§ **Task objective**
Would you write out the whole listing below exactly as given?

§ **Supplied entries**
Content starts
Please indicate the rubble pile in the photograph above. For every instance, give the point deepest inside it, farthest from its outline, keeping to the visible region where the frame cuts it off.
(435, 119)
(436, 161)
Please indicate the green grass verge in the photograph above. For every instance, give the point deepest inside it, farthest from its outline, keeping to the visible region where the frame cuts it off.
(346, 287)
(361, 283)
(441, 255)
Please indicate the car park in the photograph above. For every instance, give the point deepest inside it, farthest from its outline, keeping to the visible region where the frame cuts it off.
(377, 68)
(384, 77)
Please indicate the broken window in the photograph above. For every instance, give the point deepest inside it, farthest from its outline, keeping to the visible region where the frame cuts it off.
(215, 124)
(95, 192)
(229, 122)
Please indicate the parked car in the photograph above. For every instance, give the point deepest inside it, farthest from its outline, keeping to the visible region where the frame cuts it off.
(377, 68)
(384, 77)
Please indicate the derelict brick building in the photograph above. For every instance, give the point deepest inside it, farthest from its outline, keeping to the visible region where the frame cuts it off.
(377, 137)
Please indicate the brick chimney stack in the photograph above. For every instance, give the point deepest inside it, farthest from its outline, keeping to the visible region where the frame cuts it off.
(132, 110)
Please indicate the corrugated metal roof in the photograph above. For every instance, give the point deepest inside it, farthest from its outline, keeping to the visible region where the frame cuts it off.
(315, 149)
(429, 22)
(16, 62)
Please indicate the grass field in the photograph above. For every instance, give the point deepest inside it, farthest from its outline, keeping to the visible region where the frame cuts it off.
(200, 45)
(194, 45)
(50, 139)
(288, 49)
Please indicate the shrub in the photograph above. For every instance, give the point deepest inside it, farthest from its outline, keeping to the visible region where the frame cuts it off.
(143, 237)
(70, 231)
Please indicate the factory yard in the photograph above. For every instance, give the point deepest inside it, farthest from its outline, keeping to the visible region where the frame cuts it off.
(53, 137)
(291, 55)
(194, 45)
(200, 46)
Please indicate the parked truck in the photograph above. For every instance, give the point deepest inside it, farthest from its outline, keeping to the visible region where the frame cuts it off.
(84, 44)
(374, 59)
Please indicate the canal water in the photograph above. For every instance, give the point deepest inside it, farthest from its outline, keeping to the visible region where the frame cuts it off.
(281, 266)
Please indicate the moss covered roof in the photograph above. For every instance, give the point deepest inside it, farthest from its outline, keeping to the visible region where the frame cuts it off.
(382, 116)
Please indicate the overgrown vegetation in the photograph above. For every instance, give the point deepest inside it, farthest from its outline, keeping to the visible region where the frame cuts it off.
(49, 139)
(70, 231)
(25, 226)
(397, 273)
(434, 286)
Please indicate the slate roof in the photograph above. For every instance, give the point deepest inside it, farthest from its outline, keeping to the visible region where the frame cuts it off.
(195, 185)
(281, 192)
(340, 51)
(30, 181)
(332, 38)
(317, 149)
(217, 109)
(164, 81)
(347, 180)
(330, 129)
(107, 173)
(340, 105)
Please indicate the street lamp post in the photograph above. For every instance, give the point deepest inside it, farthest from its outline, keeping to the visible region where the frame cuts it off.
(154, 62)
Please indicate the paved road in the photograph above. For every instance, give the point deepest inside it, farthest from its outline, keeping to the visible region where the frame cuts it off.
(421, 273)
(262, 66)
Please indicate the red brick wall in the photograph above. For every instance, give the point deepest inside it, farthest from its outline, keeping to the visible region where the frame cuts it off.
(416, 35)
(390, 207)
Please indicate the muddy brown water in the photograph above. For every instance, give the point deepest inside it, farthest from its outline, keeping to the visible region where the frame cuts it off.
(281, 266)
Content ends
§ **Reply**
Please indicate the rubble pile in the photograph above. For every instance, give the point deepest inside it, farthest from its outline, keeping to the visible region where the frame cuts it off.
(435, 119)
(436, 161)
Please indicate the green grass verge in the photograph above. For every instance, give the point deepest inside it, farthest from its outline, keeping to the visible region where the frame cuts it off.
(346, 287)
(361, 283)
(441, 255)
Please indicate the car park in the photograph above. For every instance, give the point deepest inside it, farthest from its outline, keeping to the visible region where the frame cuts it off.
(377, 68)
(384, 77)
Please indicate the broken window in the photograph above. For every instance, give the point deepest inside it, farthest from its outline, keeping to the visible region where the frame cuts it off.
(215, 124)
(95, 192)
(229, 122)
Please indicate the parked car in the photograph above. For every instance, give the point deepest inside it, farthest from its outline, keeping to the visible region where the frame cuts it off.
(377, 68)
(384, 77)
Please indicate the derelict brick building in the photograph above. For every instance, give the point deepest inside it, farthest from its outline, keeping to the visible region where the frame cuts it off.
(377, 137)
Please indicate the brick chimney stack in the photograph above. For every instance, give the point deepest inside it, farthest from its outline, keeping to the visible region where the frame cuts it off.
(132, 110)
Please indicate the corrugated metal roof in the photograph above. For every instance, give the point deepest inside it, farthest from its outline, keeping to the visible region where the frame cuts it off.
(315, 149)
(429, 22)
(16, 62)
Please indicate the grass field in the photograph above. For every instance, give the point deepest inside it, farthest from its outline, keeping to the visible region where the frame cuts it off.
(200, 45)
(194, 45)
(50, 139)
(288, 49)
Please indicate the shrub in the photograph above. For every instance, give the point deepest inside it, farthest from its outline, keeping to the visible region where the frame cuts it off.
(143, 237)
(70, 231)
Please indicate the factory yard in the photograph above. For every instance, give the point deepest inside it, farthest from its outline, keeping to the visible region where the frame cuts it off.
(53, 137)
(291, 55)
(194, 45)
(200, 46)
Please indicate the parked truck in the photograph above. For every instance, give the point deepest inside it, farthest from its outline, keeping to the visible region where the frame cuts it off.
(84, 44)
(374, 59)
Please indicate the canal water in the photograph above. For every instance, give the point deepest inside it, farthest from its outline, keeping to the visible region where the frame cuts it off.
(281, 266)
Please indicate the moss covered roof in the photograph above. For every instance, give the point deepest inside it, farthest from its outline, keeping to the visible region where the frame cuts it off.
(382, 116)
Please indicate the overgrown vegetation in the photograph above. For every instance, give the point deepest inside it, farthest from its outline, keeping to the visible region where the frame cuts it off.
(49, 139)
(70, 231)
(25, 226)
(397, 273)
(434, 286)
Please indicate the slate roof in the photograph above. For every instance, give the point deepest inside it, farthest from its outline, keeping to the visible region where the frame cuts it off.
(195, 185)
(281, 192)
(340, 51)
(30, 181)
(332, 38)
(317, 149)
(217, 109)
(164, 81)
(347, 180)
(330, 129)
(107, 173)
(340, 105)
Please indicate the street lamp post in the photograph above. For every instance, give the point deepest inside it, farthest from its outline, keeping to the visible region where the frame cuts it off.
(154, 62)
Please indicate the paved road in the photograph above. For every instance, give the point deepest inside it, farthest from its outline, keeping to the visible region where the frame cuts it off.
(421, 273)
(262, 66)
Please indicate the red brick wall in the photograph above. For every instance, give the point deepest inside it, farthest from its outline, keeping to the visible region where the frame cuts it off.
(416, 35)
(390, 207)
Please indicate the muddy brown water in the photograph above. For every instance, give the point deepest inside it, farthest from its outline, keeping to the visible region where the frame cuts it off.
(281, 266)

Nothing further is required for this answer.